The report suggested that the many failing programs that cannot be turned around should be closed and the remaining programs should be redesigned. It proposed that the current master's program in educational administration -- which seems little more than a random collection of courses -- should give way to the equivalent of an M.B.A. in education, a rigorous terminal degree combining classes in education and management. It recommended that the doctoral degree for practitioners, generally the Ed.D., should be eliminated because it is now a watered-down degree unnecessary to the job of being a school administrator. Instead, advancement through the administrative ranks should occur through a series of short-term certificate programs geared to a school leader's career stage and the needs of his or her school.

Mine is the latest in a long line of reports going back decades that have decried the state of school-leadership programs. In recent years the pace of such criticism has accelerated, but the programs have for the most part continued to conduct business as usual.

So why am I cautiously optimistic? There are three reasons.

First, awareness is growing that education-leadership programs are weak, along with reluctance to defend them. I expected to be throttled for my report; instead the reaction thus far has been surprisingly positive. While taking issue with certain aspects of the report, a joint statement from the national professional associations for elementary-school principals, secondary-school principals, and superintendents said the report "confirms much of what school leaders have said for decades, that many university preparation programs fall woefully short. Many programs simply do not teach what it takes to run a school or school district." I had expected, perhaps unfairly, those organizations to reject the report's findings since the vast majority of their members have earned leadership degrees from education schools.

> Entries provided:
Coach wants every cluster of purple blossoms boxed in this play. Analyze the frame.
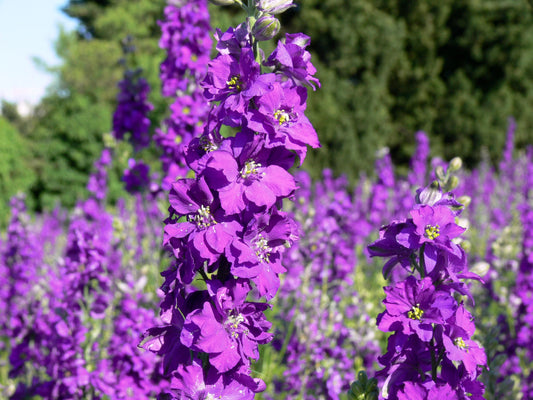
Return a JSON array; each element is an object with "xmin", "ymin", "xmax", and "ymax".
[
  {"xmin": 144, "ymin": 1, "xmax": 319, "ymax": 400},
  {"xmin": 154, "ymin": 0, "xmax": 212, "ymax": 190},
  {"xmin": 4, "ymin": 149, "xmax": 167, "ymax": 400},
  {"xmin": 268, "ymin": 170, "xmax": 380, "ymax": 400},
  {"xmin": 368, "ymin": 160, "xmax": 487, "ymax": 400},
  {"xmin": 113, "ymin": 69, "xmax": 153, "ymax": 151}
]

> Exercises:
[a] Turn the paragraph of the essay on school-leadership programs that begins "The report suggested" into a short bulleted list that keeps its main facts.
[b] In the essay on school-leadership programs, transcribe the passage starting at "First, awareness is" and ending at "from education schools.".
[c] Finish out the next part of the essay on school-leadership programs, picking up after its final sentence.

> Responses in order:
[a]
- Close failing programs that cannot be turned around, and redesign the rest.
- Replace the current master's in educational administration with the equivalent of an M.B.A. in education, a rigorous terminal degree that combines education and management classes.
- Eliminate the practitioner doctorate, generally the Ed.D., as a watered-down degree the job does not need.
- Move administrators up the ranks through short-term certificate programs matched to their career stage and their school's needs.

[b]
First, awareness is growing that education-leadership programs are weak, along with reluctance to defend them. I expected to be throttled for my report; instead the reaction thus far has been surprisingly positive. While taking issue with certain aspects of the report, a joint statement from the national professional associations for elementary-school principals, secondary-school principals, and superintendents said the report "confirms much of what school leaders have said for decades, that many university preparation programs fall woefully short. Many programs simply do not teach what it takes to run a school or school district." I had expected, perhaps unfairly, those organizations to reject the report's findings since the vast majority of their members have earned leadership degrees from education schools.

[c]
The National Council for Accreditation of Teacher Education is another organization that I thought might be critical of the report because that group has taken on the task of accrediting the nation's school-leadership programs. Instead its president, Arthur E. Wise, wrote on the council's Web site, "I agree with the analysis and most of the recommendations in the report 'Educating School Leaders.'" While he considered the report too bleak, he agreed with the general idea that it is time for all parties concerned to encourage school districts, universities, and their students to contribute the effort required for more rigorous education-leadership programs.

Perhaps the most influential and visible figure in the field of school leadership, Joseph Murphy, a professor of education at Vanderbilt University, did criticize the report, but not for the reasons I had anticipated. He said it did not go far enough, and proposed that states impose a three-year sunset provision on school-leadership programs, closing all programs that failed to achieve adequate standards in that time.

I received many, many e-mail messages. Only a small percentage were negative; many included personal accounts of the ways that leadership programs had failed the writer.

The angriest responses were the e-mail messages, public statements, letters, and phone calls from leadership programs. They criticized the writing of the report for giving aid and comfort to critics. They said the problems described in the report did not exist on their campuses or even in their states. They criticized the study's methodology, its intent, and, in some cases, its failure to recognize their programs' advances. They said the study ignored the major improvements that have occurred in the school-leadership field in the past decade.

The second reason for my cautious optimism is that state action seems more likely than in the past. Governors and legislators have become increasingly impatient with inadequate programs that fail to properly prepare their principals and superintendents. Raising the quality of school-leadership preparation was a topic at the recent National Education Summit on High Schools. The Wallace Foundation has invested nearly $100-million in more than 20 states to encourage a rethinking and improvement in the entire state system of school leadership, including preparation, recruitment, licensing, and support for leaders. In addition, several states, like Louisiana, have taken Mr. Murphy's recommendation to heart and are setting deadlines for leadership programs to prove their worth or else close their doors.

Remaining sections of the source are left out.